TAREA ASIGNADA A: Extrae de las filas que siguen cada línea que contenga la cadena "outlines", teniendo en cuenta mayúsculas y minúsculas.

● ● ● ●

En América Latina, durante las transiciones democráticas de fines del siglo XX y principios del XXI, se esparció una sensación de agotamiento de las historias oficiales. No solo del “fin de la historia” en el sentido de Francis Fukuyama, quien tomó la tesis del marxista hegeliano de origen ruso, afincado en Bruselas, Alexandre Kojève, sino específicamente del fin de la historia oficial, en el sentido de las narrativas del pasado construidas por los regímenes autoritarios. Con la llegada de la democracia, la historia dejaba de ser un asunto del Estado y se refugiaba en las academias o en una esfera pública pluralizada, donde chocaban distintos relatos o interpretaciones del pasado.

Contra aquella ilusoria neutralidad reaccionaron los gobiernos del primer ciclo progresista o “marea rosa” bolivariana en la primera década del siglo XXI. Se esgrimió entonces que era necesario el reposicionamiento de la “historia militante” frente al neutralismo académico, que comenzó a verse como un enmascaramiento del discurso oficial neoliberal. En la Argentina de los Kirchner, en Ecuador durante el gobierno de Rafael Correa y en México en el de López Obrador se habló de ciencias sociales “neoliberales”, dentro de las que se incluía la historia académica. El llamado a una nueva historia militante, desde el poder, pronto adoptó el tono de una nueva historia oficial.

● ● ● ●

TAREA ASIGNADA B: Transcribe del texto sobre la historia oficial en América Latina el fragmento que va desde "En América Latina, durante" hasta "interpretaciones del pasado.", ambos incluidos.

[Registros de anotación de segmentación]
● ● ● ●

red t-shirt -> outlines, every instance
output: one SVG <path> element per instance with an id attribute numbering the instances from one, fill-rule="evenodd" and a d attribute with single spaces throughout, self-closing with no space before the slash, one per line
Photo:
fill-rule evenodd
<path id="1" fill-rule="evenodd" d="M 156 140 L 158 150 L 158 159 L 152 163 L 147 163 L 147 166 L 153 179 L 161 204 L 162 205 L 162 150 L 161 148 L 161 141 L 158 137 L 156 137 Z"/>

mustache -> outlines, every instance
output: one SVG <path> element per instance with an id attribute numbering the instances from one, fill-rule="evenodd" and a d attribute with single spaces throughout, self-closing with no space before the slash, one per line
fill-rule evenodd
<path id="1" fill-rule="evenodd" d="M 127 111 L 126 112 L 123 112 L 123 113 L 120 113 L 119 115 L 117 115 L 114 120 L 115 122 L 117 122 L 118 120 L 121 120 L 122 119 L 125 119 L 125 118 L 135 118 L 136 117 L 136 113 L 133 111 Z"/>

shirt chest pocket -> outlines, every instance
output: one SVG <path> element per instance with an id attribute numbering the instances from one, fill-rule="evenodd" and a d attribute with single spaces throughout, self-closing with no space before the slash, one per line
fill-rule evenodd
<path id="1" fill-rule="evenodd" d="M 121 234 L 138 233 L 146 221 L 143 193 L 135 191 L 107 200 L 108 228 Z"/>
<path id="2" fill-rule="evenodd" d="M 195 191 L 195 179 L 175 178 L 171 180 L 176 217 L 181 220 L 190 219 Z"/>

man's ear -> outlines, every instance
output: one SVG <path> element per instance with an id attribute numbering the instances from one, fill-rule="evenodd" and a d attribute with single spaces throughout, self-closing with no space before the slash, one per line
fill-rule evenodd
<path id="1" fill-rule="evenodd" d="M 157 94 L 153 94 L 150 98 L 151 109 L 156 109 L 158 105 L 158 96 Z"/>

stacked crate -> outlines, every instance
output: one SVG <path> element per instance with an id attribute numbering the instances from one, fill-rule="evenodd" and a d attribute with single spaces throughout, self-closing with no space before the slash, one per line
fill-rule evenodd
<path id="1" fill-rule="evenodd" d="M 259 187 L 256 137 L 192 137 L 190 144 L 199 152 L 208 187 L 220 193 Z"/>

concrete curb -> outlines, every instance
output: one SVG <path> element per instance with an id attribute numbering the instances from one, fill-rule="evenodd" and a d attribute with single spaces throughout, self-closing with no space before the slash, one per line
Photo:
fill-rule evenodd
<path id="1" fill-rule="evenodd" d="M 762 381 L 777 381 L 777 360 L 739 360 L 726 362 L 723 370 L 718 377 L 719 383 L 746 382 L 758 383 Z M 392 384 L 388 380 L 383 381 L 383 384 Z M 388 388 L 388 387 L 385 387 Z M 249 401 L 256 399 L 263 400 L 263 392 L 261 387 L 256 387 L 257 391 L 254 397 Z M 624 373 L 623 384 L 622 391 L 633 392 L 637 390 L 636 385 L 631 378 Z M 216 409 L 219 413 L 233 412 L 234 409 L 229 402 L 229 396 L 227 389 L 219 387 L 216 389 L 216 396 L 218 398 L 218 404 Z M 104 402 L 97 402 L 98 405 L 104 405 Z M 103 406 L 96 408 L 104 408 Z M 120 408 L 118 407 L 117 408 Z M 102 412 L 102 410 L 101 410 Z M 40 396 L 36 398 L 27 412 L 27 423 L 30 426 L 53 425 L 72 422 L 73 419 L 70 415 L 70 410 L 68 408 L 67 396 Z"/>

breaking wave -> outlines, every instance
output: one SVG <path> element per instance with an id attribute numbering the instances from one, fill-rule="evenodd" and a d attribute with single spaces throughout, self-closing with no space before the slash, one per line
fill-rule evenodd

● ● ● ●

RESPUESTA COMPLETA A:
red t-shirt -> outlines, every instance
mustache -> outlines, every instance
shirt chest pocket -> outlines, every instance
man's ear -> outlines, every instance
stacked crate -> outlines, every instance
concrete curb -> outlines, every instance
breaking wave -> outlines, every instance

RESPUESTA COMPLETA B:
En América Latina, durante las transiciones democráticas de fines del siglo XX y principios del XXI, se esparció una sensación de agotamiento de las historias oficiales. No solo del “fin de la historia” en el sentido de Francis Fukuyama, quien tomó la tesis del marxista hegeliano de origen ruso, afincado en Bruselas, Alexandre Kojève, sino específicamente del fin de la historia oficial, en el sentido de las narrativas del pasado construidas por los regímenes autoritarios. Con la llegada de la democracia, la historia dejaba de ser un asunto del Estado y se refugiaba en las academias o en una esfera pública pluralizada, donde chocaban distintos relatos o interpretaciones del pasado.